What you need to do:
Transcribe only the part of the listing below that begins at the line containing "branch in this photo." and runs to its final line, keeping both ends.

Location labeling records:
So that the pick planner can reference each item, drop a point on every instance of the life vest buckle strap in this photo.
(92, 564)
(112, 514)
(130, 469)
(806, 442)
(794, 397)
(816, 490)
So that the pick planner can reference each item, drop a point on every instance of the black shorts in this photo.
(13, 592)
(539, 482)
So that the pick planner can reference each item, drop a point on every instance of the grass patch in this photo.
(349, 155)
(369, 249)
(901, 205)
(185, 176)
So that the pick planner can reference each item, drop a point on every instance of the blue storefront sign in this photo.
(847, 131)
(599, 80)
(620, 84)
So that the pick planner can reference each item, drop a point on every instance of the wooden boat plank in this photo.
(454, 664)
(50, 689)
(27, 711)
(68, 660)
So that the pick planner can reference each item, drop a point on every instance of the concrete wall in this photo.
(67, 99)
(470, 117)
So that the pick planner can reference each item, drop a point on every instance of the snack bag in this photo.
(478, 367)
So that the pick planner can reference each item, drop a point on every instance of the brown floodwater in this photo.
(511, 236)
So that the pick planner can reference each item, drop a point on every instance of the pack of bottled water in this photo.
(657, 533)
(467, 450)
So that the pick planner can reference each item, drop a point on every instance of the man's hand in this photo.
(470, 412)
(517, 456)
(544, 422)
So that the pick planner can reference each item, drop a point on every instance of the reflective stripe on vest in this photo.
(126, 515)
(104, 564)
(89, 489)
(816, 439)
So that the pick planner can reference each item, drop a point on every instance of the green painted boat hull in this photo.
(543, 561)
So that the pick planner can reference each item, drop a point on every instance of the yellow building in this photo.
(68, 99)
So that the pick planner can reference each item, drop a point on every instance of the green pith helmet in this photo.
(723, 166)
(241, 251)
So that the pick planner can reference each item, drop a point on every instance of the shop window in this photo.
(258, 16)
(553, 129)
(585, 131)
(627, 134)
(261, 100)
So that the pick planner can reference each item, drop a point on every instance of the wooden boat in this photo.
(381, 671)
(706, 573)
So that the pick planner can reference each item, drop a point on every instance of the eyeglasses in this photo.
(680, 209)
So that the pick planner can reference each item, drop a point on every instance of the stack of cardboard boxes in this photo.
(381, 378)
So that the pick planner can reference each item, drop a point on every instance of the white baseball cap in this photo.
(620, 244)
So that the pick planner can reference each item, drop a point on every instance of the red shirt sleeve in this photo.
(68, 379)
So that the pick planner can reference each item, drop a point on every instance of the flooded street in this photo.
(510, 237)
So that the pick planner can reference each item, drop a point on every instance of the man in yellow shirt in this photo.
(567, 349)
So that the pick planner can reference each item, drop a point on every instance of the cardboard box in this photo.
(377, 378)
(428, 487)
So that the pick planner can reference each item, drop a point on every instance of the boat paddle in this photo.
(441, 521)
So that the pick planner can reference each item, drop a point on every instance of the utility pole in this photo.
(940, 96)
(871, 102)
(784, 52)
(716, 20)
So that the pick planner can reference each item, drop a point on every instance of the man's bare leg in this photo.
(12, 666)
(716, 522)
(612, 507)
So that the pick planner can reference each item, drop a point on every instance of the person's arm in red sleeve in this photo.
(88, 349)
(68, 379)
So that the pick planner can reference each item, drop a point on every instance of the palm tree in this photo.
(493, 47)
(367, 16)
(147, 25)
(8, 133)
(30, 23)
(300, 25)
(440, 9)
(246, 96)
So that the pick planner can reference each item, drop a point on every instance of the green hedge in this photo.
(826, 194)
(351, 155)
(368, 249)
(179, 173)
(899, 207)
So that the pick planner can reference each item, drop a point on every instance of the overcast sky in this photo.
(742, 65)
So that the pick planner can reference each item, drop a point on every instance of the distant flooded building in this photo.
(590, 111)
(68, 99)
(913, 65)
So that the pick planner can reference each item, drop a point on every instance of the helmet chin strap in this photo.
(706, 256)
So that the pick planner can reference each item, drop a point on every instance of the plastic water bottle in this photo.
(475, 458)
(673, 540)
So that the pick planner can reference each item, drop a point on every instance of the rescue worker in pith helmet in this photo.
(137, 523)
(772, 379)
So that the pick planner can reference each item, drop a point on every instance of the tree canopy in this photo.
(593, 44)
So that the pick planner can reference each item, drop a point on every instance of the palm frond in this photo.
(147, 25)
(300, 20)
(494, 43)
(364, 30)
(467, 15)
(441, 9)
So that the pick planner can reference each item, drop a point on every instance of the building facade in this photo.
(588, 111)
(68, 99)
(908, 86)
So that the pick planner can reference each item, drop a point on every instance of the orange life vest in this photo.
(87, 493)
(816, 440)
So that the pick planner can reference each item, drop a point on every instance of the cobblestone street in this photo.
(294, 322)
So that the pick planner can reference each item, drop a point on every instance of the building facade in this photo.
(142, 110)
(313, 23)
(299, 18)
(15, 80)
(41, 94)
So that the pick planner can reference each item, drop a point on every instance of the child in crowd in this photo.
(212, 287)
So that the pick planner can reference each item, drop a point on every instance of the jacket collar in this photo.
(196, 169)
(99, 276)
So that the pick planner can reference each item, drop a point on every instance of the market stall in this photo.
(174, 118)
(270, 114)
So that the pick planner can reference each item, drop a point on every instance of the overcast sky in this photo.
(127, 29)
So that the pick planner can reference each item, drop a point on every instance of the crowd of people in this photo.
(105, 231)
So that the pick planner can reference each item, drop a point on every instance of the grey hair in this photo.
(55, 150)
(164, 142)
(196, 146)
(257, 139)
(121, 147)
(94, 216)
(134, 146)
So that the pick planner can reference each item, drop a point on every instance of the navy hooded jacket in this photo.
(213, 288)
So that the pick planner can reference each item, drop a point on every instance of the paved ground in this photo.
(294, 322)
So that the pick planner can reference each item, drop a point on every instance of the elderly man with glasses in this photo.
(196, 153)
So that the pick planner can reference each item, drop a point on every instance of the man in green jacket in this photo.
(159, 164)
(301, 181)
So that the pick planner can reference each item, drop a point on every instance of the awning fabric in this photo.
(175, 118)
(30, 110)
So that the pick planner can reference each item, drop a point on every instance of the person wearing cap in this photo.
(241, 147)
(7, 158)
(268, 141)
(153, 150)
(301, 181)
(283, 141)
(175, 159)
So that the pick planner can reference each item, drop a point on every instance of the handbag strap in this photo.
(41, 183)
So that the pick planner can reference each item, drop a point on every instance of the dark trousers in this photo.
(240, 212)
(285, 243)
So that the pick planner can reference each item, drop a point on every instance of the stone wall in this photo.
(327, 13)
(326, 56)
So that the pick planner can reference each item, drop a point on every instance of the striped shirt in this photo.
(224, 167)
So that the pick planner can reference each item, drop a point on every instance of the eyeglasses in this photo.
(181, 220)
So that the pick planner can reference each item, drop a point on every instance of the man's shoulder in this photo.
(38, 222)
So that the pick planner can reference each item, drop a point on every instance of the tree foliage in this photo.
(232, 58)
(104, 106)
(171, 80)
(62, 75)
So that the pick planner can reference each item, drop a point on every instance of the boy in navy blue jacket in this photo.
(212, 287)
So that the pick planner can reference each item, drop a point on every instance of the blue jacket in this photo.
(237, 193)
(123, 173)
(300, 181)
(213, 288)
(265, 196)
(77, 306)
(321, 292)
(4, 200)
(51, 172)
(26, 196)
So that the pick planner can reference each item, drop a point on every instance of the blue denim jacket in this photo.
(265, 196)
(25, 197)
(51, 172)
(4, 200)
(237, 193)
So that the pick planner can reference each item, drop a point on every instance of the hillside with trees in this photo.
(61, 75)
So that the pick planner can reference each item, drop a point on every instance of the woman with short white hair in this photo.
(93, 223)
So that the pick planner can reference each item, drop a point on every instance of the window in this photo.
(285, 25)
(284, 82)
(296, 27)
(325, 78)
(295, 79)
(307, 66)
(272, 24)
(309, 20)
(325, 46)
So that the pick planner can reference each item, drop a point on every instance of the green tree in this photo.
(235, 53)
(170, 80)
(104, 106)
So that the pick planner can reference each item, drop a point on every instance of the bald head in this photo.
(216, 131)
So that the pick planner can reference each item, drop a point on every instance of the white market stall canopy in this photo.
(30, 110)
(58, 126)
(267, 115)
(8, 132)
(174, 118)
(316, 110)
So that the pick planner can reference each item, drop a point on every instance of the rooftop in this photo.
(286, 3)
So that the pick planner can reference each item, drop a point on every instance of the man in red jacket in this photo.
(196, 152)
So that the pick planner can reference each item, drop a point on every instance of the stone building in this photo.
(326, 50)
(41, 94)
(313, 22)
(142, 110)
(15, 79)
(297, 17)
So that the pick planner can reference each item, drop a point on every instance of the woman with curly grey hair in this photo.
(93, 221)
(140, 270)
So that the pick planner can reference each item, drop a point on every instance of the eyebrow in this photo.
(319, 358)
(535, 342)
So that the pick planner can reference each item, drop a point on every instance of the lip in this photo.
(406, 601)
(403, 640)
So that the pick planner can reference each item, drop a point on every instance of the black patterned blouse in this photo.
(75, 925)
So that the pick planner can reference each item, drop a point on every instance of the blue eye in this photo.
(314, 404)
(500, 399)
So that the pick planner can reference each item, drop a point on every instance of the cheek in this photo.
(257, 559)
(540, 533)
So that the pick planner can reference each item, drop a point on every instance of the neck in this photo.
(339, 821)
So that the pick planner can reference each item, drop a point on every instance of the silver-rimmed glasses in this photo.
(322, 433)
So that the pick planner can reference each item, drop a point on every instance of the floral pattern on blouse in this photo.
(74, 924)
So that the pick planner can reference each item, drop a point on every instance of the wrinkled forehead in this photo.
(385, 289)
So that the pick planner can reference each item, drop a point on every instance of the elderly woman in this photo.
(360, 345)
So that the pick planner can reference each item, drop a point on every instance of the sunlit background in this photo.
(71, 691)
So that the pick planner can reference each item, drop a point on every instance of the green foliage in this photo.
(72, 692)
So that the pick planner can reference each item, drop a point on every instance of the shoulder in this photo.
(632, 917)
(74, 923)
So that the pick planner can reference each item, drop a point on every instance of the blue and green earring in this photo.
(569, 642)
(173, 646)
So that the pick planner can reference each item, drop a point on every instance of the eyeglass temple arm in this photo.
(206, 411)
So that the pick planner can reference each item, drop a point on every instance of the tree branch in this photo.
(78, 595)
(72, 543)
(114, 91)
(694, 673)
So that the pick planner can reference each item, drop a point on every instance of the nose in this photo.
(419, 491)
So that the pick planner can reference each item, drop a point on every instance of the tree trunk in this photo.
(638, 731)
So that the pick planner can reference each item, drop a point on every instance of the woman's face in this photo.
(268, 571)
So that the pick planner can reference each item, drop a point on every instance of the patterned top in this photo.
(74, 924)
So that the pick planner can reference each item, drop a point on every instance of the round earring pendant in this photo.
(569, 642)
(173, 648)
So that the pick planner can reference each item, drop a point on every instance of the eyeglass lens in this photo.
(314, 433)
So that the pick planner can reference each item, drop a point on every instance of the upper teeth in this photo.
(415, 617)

Written solution:
So that the pick planner can reference each item, drop a point on every instance of the tree branch in this photo.
(78, 595)
(72, 543)
(114, 91)
(694, 673)
So that the pick planner can reference each item, drop a point on every instance of the nose in this photo.
(419, 491)
So that the pick planner can reference each item, drop a point on every instance of the tree trunk in this photo.
(638, 731)
So that the pick planner can reference each item, drop a point on every instance of the woman's face in this photo.
(268, 571)
So that the pick planner can reference each item, drop a point on every instance of the patterned top in this photo.
(74, 924)
So that the pick planner can reference each item, drop a point on every instance of the round earring pendant in this photo.
(569, 642)
(173, 648)
So that the pick planner can reference each item, drop a point on every instance of the eyeglass lens in this photo.
(314, 433)
So that the pick planner can reference each item, drop a point on every instance of the upper teeth in this photo.
(415, 617)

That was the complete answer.